Count the lines below that include the word "cabinet" and write that number alone.

[Referring expression data]
□ □ □ □ □ □ □

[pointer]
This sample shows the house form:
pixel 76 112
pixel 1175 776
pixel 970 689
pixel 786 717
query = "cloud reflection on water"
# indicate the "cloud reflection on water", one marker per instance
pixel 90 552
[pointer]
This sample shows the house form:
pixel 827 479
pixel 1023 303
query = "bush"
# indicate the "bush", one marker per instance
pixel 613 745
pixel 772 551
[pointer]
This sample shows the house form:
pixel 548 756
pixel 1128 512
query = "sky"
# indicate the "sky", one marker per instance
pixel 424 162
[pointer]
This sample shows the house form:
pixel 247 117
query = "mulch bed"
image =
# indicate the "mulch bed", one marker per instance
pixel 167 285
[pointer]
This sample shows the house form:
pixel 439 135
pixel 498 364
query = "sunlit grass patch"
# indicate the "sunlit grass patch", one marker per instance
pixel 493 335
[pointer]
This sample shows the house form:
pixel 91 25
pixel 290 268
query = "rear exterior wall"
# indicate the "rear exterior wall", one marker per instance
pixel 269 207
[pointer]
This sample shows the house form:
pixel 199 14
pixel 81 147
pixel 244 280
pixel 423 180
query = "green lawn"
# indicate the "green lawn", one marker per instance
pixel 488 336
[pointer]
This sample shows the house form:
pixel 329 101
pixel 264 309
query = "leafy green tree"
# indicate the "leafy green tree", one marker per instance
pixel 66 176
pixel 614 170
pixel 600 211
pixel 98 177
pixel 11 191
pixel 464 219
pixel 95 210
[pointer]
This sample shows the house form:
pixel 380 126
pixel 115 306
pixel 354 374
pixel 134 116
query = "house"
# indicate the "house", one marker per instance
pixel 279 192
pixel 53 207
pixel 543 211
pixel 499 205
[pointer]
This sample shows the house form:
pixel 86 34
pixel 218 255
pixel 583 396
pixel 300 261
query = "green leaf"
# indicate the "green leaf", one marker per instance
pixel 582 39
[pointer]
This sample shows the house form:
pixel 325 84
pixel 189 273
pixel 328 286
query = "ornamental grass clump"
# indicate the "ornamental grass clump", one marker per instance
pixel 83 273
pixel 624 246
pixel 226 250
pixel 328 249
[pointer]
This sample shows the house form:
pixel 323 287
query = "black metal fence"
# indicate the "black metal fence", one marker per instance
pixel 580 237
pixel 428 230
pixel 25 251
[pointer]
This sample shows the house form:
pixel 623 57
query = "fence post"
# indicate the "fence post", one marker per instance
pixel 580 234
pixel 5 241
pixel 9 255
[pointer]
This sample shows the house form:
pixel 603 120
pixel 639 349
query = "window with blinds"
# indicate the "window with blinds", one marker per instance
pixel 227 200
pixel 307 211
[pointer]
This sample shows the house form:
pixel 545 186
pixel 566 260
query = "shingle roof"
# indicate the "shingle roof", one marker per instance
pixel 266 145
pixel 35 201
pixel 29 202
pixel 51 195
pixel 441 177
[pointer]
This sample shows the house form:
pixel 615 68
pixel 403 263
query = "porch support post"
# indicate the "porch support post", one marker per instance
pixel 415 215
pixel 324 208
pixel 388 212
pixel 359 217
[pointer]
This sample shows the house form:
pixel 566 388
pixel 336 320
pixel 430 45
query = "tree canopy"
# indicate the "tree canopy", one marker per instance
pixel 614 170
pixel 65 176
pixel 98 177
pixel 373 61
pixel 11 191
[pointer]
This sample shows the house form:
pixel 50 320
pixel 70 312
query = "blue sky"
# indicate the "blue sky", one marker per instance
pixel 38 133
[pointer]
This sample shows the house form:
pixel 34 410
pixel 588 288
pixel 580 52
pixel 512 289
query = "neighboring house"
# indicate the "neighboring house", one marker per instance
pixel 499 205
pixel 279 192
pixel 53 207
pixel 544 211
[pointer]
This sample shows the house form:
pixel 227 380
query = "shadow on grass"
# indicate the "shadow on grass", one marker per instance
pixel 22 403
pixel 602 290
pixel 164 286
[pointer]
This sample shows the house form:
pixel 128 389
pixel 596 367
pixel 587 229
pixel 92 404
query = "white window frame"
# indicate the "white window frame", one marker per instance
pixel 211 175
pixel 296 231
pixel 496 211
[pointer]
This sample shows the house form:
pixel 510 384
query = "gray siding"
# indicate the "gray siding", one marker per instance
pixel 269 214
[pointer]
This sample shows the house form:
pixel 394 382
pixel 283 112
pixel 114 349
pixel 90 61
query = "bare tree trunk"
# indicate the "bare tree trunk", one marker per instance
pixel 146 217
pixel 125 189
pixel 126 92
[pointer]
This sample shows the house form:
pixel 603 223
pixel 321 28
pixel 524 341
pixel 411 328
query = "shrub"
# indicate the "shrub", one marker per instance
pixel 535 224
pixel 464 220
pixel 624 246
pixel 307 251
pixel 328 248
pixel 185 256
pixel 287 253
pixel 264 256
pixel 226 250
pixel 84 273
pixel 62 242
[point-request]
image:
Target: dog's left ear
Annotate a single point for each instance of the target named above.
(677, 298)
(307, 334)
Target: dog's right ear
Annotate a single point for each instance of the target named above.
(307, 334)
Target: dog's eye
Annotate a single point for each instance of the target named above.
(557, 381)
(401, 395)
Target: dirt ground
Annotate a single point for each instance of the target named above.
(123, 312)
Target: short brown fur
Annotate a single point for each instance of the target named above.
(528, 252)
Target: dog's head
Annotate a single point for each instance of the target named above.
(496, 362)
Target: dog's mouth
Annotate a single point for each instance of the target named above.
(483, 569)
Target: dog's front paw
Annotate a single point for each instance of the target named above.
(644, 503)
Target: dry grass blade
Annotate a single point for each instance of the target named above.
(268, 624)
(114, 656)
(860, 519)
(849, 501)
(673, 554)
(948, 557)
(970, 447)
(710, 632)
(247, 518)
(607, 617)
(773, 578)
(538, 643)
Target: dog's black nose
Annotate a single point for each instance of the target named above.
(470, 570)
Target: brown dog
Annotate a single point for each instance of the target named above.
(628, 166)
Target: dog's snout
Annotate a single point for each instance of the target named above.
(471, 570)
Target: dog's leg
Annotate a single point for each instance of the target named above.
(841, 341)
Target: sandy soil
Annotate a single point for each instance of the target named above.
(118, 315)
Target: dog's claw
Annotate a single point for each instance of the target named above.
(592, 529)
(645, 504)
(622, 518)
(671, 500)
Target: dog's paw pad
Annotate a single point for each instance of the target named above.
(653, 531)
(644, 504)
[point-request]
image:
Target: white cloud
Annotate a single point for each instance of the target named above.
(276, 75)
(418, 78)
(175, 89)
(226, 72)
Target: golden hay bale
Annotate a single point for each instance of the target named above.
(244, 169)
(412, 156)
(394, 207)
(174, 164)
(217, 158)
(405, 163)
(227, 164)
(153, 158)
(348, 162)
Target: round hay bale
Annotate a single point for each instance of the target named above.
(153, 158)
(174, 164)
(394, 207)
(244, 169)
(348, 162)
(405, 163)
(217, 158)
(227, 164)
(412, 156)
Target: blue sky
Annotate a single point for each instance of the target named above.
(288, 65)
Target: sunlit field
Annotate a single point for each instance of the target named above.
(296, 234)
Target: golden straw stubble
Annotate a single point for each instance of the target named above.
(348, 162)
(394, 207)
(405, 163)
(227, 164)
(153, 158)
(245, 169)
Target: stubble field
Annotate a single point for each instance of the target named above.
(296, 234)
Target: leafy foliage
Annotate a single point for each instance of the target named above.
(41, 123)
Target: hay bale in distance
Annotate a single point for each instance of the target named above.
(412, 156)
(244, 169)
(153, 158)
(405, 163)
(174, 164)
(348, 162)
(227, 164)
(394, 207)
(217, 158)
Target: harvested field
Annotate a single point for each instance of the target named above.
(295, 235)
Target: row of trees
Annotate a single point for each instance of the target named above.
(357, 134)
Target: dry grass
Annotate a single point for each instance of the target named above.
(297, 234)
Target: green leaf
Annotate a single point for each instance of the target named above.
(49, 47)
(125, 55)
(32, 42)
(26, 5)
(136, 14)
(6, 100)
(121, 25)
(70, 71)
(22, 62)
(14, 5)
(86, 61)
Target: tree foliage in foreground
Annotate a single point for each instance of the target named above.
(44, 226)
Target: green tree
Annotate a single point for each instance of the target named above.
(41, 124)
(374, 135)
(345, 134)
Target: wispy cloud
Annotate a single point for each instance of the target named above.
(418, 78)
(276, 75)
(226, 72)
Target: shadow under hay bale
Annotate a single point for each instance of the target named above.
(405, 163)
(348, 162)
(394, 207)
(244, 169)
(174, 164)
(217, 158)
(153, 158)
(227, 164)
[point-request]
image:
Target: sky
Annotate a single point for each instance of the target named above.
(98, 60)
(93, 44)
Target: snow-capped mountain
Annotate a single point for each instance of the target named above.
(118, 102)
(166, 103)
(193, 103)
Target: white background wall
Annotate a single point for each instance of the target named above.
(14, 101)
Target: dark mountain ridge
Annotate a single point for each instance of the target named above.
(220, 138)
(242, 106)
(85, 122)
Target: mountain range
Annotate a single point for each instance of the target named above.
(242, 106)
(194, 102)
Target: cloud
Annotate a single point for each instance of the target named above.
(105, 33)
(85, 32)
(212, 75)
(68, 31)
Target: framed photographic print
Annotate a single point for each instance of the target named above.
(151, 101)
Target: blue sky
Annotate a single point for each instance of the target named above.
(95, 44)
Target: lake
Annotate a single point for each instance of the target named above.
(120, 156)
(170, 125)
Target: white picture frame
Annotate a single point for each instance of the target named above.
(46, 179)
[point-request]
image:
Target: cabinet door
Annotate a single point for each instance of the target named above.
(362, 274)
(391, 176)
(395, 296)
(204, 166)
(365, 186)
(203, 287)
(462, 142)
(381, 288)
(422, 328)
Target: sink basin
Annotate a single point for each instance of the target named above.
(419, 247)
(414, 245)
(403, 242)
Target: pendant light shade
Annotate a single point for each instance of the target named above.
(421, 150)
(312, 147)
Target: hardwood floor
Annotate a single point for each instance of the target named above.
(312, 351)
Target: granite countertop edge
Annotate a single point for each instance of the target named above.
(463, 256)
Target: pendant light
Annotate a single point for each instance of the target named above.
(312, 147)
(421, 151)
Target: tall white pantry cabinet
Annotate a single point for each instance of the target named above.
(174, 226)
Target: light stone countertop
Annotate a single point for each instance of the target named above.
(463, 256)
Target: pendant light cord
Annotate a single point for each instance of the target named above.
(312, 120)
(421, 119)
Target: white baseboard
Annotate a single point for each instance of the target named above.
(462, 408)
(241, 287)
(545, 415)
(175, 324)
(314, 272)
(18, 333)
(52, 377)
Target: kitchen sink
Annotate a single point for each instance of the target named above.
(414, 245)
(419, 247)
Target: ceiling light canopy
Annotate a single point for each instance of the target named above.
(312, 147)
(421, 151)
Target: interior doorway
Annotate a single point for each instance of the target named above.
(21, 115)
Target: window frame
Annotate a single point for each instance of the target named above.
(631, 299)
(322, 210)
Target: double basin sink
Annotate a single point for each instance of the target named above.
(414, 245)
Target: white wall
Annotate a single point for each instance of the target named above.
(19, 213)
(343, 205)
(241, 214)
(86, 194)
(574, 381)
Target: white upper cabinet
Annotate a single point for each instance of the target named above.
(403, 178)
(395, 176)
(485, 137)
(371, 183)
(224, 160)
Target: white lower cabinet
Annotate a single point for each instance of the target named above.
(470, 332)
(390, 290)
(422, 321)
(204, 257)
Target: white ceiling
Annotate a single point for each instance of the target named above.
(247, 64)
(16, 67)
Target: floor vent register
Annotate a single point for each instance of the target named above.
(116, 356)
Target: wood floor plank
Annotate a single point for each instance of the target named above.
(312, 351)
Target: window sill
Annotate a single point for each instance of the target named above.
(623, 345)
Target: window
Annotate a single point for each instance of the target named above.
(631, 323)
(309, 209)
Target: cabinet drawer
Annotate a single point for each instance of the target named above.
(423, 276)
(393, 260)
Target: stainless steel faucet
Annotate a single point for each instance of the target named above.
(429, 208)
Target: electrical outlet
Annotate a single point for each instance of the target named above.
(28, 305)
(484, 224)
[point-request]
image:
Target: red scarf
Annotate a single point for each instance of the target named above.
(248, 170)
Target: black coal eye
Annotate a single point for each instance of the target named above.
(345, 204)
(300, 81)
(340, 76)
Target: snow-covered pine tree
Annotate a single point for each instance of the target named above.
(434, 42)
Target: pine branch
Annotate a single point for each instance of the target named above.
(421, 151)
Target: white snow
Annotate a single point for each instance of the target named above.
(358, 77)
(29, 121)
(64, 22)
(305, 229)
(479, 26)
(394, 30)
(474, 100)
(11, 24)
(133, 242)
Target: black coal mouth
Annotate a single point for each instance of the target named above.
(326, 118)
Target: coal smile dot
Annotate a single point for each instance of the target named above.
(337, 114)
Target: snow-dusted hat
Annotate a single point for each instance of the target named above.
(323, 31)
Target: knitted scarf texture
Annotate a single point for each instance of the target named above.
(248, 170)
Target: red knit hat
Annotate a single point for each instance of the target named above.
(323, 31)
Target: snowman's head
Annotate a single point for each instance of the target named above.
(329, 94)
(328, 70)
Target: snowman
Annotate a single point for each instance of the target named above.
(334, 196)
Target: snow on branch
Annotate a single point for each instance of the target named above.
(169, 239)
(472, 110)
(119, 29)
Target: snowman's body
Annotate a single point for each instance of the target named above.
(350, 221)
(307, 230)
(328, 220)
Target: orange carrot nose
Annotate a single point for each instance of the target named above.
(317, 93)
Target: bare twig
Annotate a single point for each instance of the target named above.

□ □ □ □ □ □ □

WRITTEN ANSWER:
5